**Texto fornecido**
O gênero Sci-Fi sempre atraiu um séquito de fã às salas de cinema. Fãs de literatura e histórias em quadrinhos sempre formaram a base desse público e, diferentemente de outros admiradores dos demais gêneros cinematográficos, os fãs do gênero Sci-Fi tendem a venerar de uma forma passional, ao intensificar essa paixão para a vida, no cotidiano, e, assim, a extravasar as suas emoções sob diversas formas.

O apogeu desse estilo cinematográfico, sem dúvida, deu-se nos anos cinquenta, nos Estados Unidos. Claro que nas décadas posteriores continuou-se a filmar com entusiasmo, mas na década de cinquenta, o grande sucesso dessa tendência foi muito significativo. Além da motivação infantojuvenil que naturalmente motivava esse público cativo, houve o elemento da Guerra Fria a atormentar principalmente os norte-americanos, com o temor de um iminente ataque nuclear deflagrado por parte dos soviéticos. Daí, foi inevitável que os roteiristas de Hollywood usassem e abusassem da ideia de invasões perpetradas por alienígenas com péssimas intenções para com a humanidade, a estabelecer uma clara metáfora ao “perigo” soviético.

E outro mote muito usado, foi o da consequência de um pós-Guerra Nuclear, onde os efeitos radioativos supostamente criariam mutações em animais; insetos ou mesmo nos seres humanos sobreviventes ao holocausto, ao criar todo o tipo de deformações e aberrações, com consequências nefastas. Foi sob esse contexto que o diretor, Jack Arnold, habituado a trabalhar com o gênero, adaptou um roteiro já existente e assim filmou: “The Incredible Shrinking Man” (O Incrível Homem que Encolheu, em português), um dos mais impressionantes filmes desse gênero, dos anos cinquenta.

No livro do qual se baseou para criar o roteiro (“The Shrinking Man”, de Richard Matheson), a história é contada em flashback. Mas no filme, Arnold optou pela cronologia tradicional e o famoso (e magnífico) solilóquio final, foi um adendo por sua conta, inexistente no livro.

Sendo assim, a história versa sobre um casal comum, formado por Scott e Louise Carey (interpretados por Grant Williams e Randy Stuart), que vivem felizes e sem grandes problemas na vida.

**Suas tarefas**
(a) Segundo o texto sobre ficção científica, em que década e em que país esse estilo de cinema teve seu apogeu?
(b) Reescreva o trecho do texto sobre ficção científica entre "No livro do" e "problemas na vida.", inclusive, substituindo "flashback" por "retrospectiva".
A listagem a seguir não tem nenhum papel nisto.

**Conjunto de dados**
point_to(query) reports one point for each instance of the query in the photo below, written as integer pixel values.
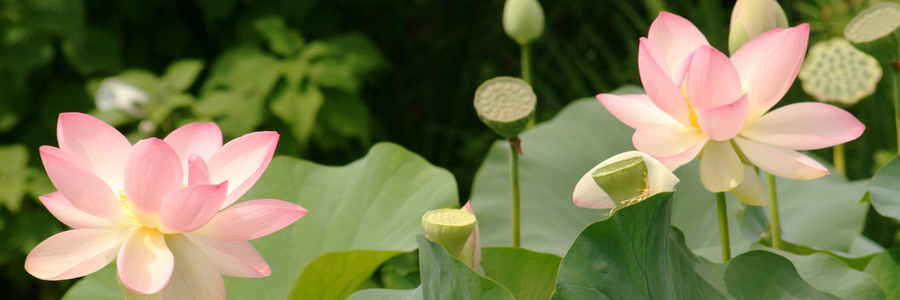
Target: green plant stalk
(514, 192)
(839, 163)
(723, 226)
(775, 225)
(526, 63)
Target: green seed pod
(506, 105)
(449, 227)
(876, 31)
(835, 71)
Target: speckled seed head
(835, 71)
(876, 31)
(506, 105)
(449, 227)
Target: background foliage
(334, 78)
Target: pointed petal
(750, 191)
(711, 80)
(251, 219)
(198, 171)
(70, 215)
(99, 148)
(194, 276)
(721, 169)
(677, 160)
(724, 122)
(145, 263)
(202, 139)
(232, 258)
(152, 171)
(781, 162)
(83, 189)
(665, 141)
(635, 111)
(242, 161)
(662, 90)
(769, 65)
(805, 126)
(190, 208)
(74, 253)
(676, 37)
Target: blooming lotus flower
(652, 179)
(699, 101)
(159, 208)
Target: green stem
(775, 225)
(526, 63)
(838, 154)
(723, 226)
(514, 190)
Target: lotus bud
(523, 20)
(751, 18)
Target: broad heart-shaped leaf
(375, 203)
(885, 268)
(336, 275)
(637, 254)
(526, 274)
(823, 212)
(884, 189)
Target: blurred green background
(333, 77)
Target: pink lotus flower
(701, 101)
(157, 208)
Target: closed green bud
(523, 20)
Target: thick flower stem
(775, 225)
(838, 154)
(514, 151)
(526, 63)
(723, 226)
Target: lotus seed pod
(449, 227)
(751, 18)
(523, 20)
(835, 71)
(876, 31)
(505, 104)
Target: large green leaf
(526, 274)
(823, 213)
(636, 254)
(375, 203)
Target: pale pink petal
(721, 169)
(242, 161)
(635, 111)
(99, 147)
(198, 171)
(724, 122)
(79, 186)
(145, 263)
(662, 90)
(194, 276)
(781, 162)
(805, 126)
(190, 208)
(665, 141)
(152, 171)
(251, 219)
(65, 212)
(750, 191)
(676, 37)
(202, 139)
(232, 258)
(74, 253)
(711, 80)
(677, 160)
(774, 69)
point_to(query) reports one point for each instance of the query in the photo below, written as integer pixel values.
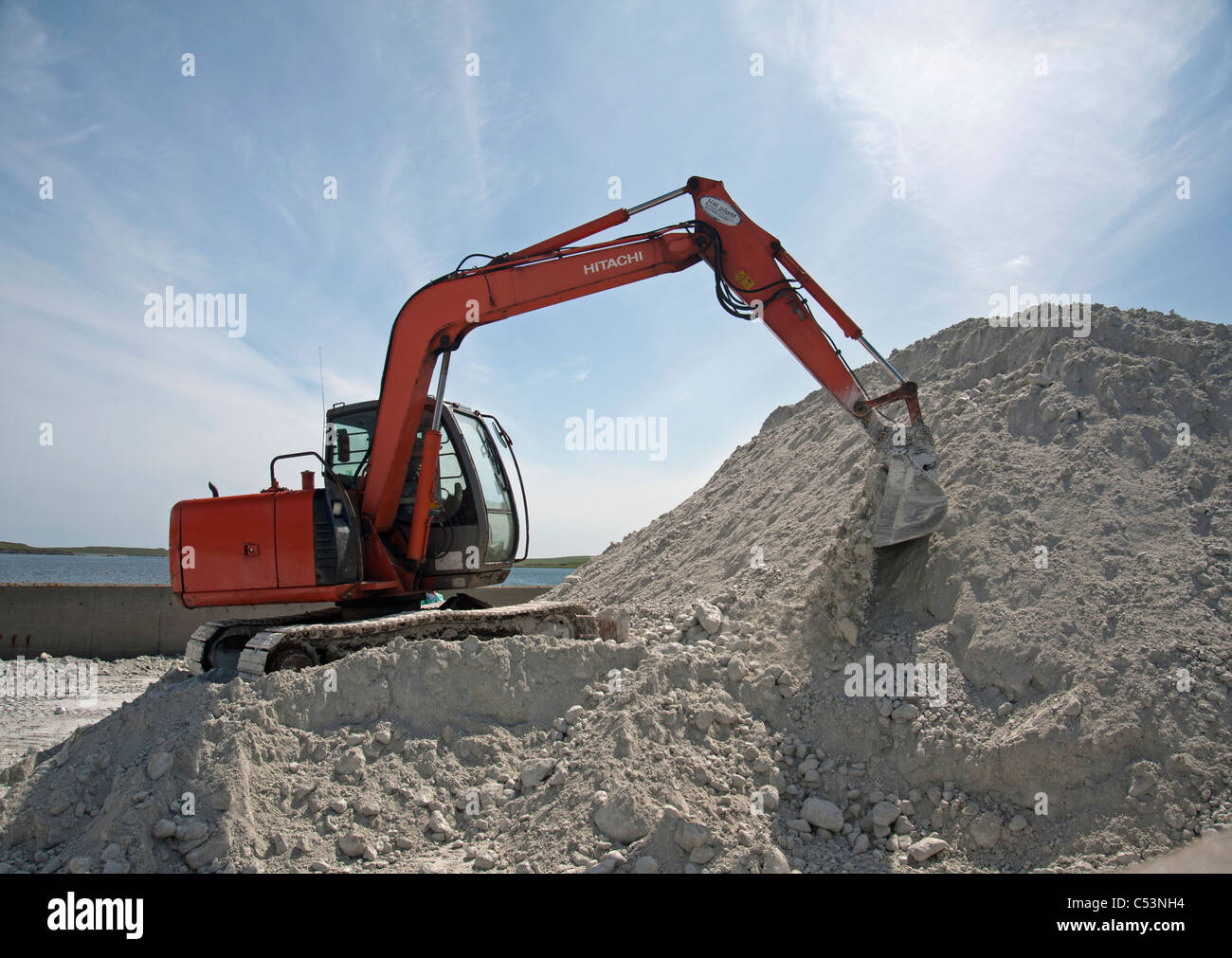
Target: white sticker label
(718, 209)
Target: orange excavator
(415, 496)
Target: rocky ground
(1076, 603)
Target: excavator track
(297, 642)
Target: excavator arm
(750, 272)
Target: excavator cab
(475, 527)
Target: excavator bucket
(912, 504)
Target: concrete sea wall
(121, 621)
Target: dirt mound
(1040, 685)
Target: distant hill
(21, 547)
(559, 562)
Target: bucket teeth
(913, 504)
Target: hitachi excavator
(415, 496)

**Respostas a seguir**
(a) Nos anos cinquenta, nos Estados Unidos.

(b)
No livro do qual se baseou para criar o roteiro (“The Shrinking Man”, de Richard Matheson), a história é contada em retrospectiva. Mas no filme, Arnold optou pela cronologia tradicional e o famoso (e magnífico) solilóquio final, foi um adendo por sua conta, inexistente no livro.

Sendo assim, a história versa sobre um casal comum, formado por Scott e Louise Carey (interpretados por Grant Williams e Randy Stuart), que vivem felizes e sem grandes problemas na vida.